- TEXT TO READ -
^^^^^^^^^^^^^^^^
In this case, I need to decide whether to chuck the review or carry it around for a few days while I read the book and then slip it back in the book for the next unsuspecting reader. I expect I'd just chuck it.
 
I appreciate the input from our reader folk. In retrospect I’d probably be annoyed at a negative review bookmark before I even started reading the book.

I’ll skip the review bookmarks, and instead leave a bookmark with, at most, a non-review comment.

For example, A Furious Sky covered most of the well known hurricanes, from Galveston to the Great Storm of 1938 to Camille, Florence and etc. The chapter on how Hurricane Hunter aircraft came into existence and evolved was previously unknown to me. Spoiler Alert: the origin story began with a USAF colonel betting a visiting Brit in 1943 that he could fly an AT-6 into a hurricane and return to base.

He did, and won the bet, a free drink at the bar.
^^^^^^^^^^^^^^^^
- SOURCE MATERIAL -

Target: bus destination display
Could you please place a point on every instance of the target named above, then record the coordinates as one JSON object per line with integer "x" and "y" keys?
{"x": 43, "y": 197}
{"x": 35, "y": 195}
^^^^^^^^^^^^^^^^
- INSTRUCTIONS FOR THE TASK -
Could you carry on the post about leaving review bookmarks in books, picking up after its final line? The data above has nothing to do with the text.

- RESPONSE BELOW -
But as a lower-Susquehanna/Chesapeake Bay denizen the absence of any mention of Hurricane Agnes was surprising. Agnes deluged the Susquehanna River and other Chesapeake Bay drainages for days on end, wiping out entire communities and doing a then-record 2 billion in property damage.

Worse, and longer lasting, it washed enough silt and fertilizer downstream to change the chemistry of the Bay and smother Bay grasses for years to follow, devastating the oyster and crab population, leading to a multi-State effort to control run-off from Bay tributaries.

A brief bookmark note about Agnes might be worth tucking inside.